自然豊かな絶景スポットで、本格的な料理を味わう「アウトドアダイニング」の旅はいかが――。バス会社の秋田中央トランスポート(秋田市)が、キッチンバスを導入して秋田に観光客を呼び込むプランを、ホテルエクセルキクスイ(秋田県にかほ市)とともに考案。旅行会社にツアーの企画を呼びかけている。
秋田中央トランスポートは、学校の送迎バスなどとして使っていた21人乗りボンネットバスを、キッチンバスに改造した。座席を取り外した部分に、ガスコンロやオーブン、流し台、冷蔵庫などを備え付け、厨房(ちゅうぼう)機能を充実させた。観光庁の補助金を活用している。
同社が見据えるのは、コロナ後の復活が期待される県外客の観光需要だ。具体的には、クルーズ旅行で寄港した富裕層らを仁賀保高原などに案内し、日本海に沈む夕日を眺めながら、秋田の食材を使った料理を楽しんでもらうプランなどを想定している。
バスとともに、野外レストランの舞台装置となるのは、透明なシートに覆われた組み立て式のドーム形テント(直径3・6メートル、高さ2・2メートル)だ。同社はこれを10基購入。内部にテーブルとイスを置き、快適な空間で客に食事を提供する。
両社は16日、ホテルの敷地にテントを張って料理提供の実証実験をおこない、多少の雨や風にも対応できることを確認した。
一般的な「アウトドアダイニング」は、厨房設備をレンタルし、眺望のよい場所まで運んで使う。この場合、電気工事だけで50万円以上かかり、客単価が高額になってしまうという。

● 項目
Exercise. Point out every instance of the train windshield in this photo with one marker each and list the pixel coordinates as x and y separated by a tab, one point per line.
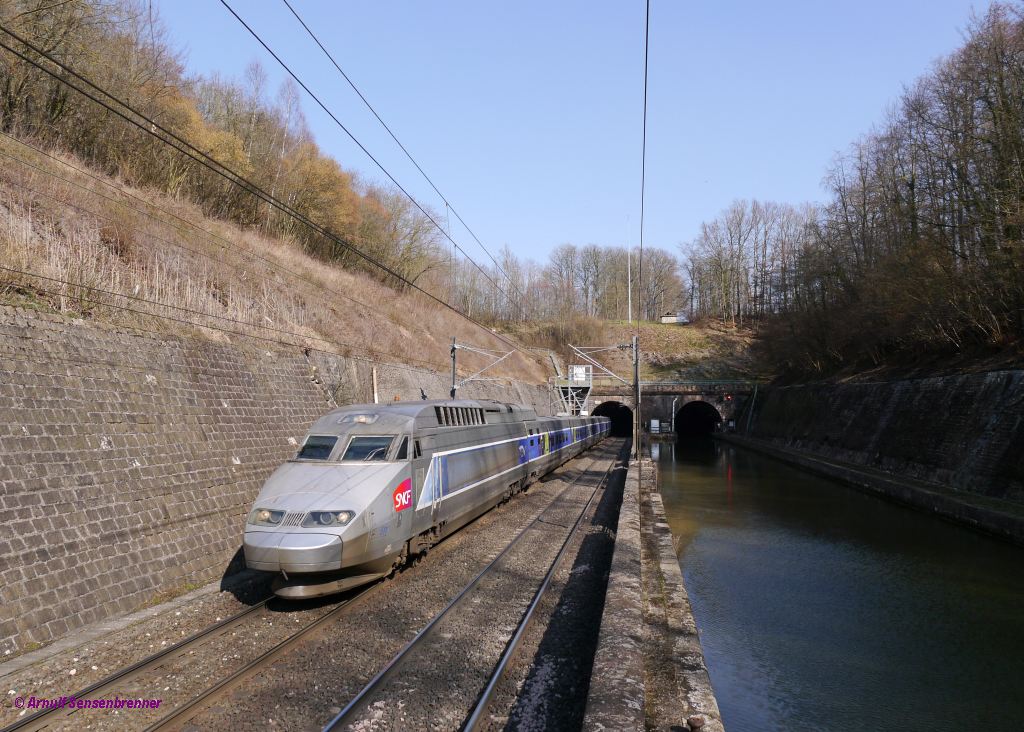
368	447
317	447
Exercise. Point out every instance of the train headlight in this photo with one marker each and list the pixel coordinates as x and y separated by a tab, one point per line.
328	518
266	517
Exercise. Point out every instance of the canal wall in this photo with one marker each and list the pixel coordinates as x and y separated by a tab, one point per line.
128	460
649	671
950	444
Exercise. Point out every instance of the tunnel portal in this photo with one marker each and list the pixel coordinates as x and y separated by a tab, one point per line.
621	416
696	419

● 課題 1
キッチンバスの記事から、「自然豊かな絶景スポットで、本」から「光庁の補助金を活用している。」までの部分を一字一句変えずに書き出しなさい。
● 課題 2
キッチンバスの記事に照らして、次の(a)〜(c)がそれぞれ記事と合っているかを「はい」か「いいえ」で答え、判断の根拠となる記事の言葉をそのまま引用しなさい。(a) キッチンバスに改造されたのは21人乗りのバスである。(b) 秋田中央トランスポートはドーム形テントを5基購入した。(c) 料理提供の実証実験は秋田中央トランスポートの敷地でおこなわれた。
これらの行は使わなくてよい。

● 解答 1
自然豊かな絶景スポットで、本格的な料理を味わう「アウトドアダイニング」の旅はいかが――。バス会社の秋田中央トランスポート(秋田市)が、キッチンバスを導入して秋田に観光客を呼び込むプランを、ホテルエクセルキクスイ(秋田県にかほ市)とともに考案。旅行会社にツアーの企画を呼びかけている。
秋田中央トランスポートは、学校の送迎バスなどとして使っていた21人乗りボンネットバスを、キッチンバスに改造した。座席を取り外した部分に、ガスコンロやオーブン、流し台、冷蔵庫などを備え付け、厨房(ちゅうぼう)機能を充実させた。観光庁の補助金を活用している。

● 解答 2
(a) はい。「学校の送迎バスなどとして使っていた21人乗りボンネットバスを、キッチンバスに改造した」
(b) いいえ。「同社はこれを10基購入。」
(c) いいえ。「ホテルの敷地にテントを張って料理提供の実証実験をおこない」